-- START OF Given data --
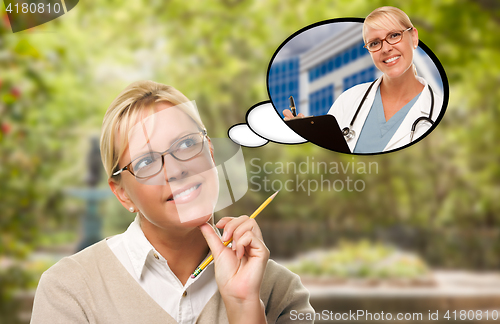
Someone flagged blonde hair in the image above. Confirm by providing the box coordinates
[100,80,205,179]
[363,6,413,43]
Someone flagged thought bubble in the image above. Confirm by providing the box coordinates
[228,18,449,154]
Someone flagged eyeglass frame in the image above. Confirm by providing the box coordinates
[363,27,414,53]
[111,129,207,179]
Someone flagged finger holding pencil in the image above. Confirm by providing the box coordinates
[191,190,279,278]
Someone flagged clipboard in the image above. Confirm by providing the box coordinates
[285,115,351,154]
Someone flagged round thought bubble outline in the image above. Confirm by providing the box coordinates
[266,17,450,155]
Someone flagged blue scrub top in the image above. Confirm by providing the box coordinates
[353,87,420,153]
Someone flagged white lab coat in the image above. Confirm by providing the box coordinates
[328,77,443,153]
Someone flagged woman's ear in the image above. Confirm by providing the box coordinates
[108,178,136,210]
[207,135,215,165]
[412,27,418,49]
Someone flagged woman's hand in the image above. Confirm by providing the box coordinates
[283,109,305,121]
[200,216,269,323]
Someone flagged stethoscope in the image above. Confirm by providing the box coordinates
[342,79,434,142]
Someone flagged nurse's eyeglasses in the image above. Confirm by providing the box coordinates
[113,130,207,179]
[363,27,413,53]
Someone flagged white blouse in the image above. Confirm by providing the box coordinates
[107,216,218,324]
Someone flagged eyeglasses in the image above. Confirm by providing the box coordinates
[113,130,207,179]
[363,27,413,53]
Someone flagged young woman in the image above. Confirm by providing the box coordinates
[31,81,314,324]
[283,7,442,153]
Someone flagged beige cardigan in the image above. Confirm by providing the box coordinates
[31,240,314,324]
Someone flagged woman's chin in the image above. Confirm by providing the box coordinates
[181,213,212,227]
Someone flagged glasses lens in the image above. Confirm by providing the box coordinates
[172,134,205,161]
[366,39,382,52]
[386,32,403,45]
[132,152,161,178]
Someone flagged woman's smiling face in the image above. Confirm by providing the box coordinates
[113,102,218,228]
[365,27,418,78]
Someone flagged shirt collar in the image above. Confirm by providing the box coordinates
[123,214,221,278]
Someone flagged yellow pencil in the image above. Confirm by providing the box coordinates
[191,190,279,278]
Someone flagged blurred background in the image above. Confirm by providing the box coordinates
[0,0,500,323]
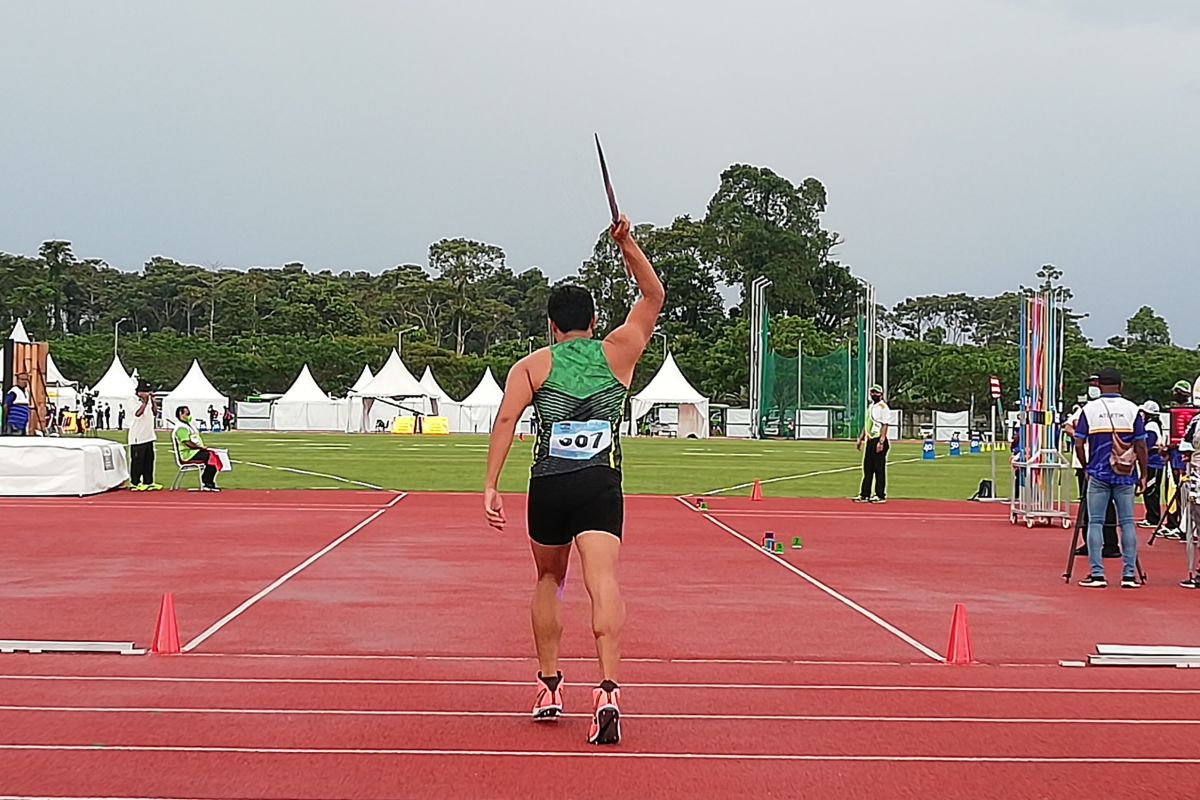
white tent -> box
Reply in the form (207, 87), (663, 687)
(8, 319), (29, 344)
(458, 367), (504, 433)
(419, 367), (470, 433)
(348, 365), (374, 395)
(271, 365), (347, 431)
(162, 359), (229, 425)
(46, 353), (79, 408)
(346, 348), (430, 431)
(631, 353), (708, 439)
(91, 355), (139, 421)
-- END OF Given data --
[Your objective]
Retype exactly the lines above, starting at the line containing "Someone flagged young" and ending with the last line, both included; leave out the pictures.

[Output of the task]
Someone flagged young woman in the image above. Confirm by providing the box coordinates
[31,81,314,324]
[283,7,442,153]
Someone flagged beige cardigan in the image above. Confirm by providing the box coordinates
[31,240,314,324]
Someone flagged woman's chin in the image above. Confirm by providing the box coordinates
[181,213,212,227]
Someone flagged glasses lens in the image above. Confirm by providing the box coordinates
[172,134,205,161]
[366,39,382,52]
[386,32,403,45]
[132,152,161,178]
Someone flagged woman's smiling face in the image above. Confirm by providing the box coordinates
[113,102,218,228]
[365,27,418,78]
Someone flagged shirt collar in the image above. Confirm by providing the box coordinates
[123,214,221,278]
Someone flagged yellow pencil in the image above. Confirm by providing the box coordinates
[191,190,279,278]
Someone flagged blurred background in the image above. Confirm by providing the box coordinates
[0,0,500,323]
white tent -> box
Reply in the form (207, 87), (663, 687)
(8, 319), (29, 344)
(458, 367), (504, 433)
(419, 367), (470, 433)
(348, 365), (374, 395)
(271, 365), (347, 431)
(162, 359), (229, 425)
(46, 353), (79, 408)
(346, 348), (430, 431)
(631, 353), (708, 439)
(91, 355), (139, 421)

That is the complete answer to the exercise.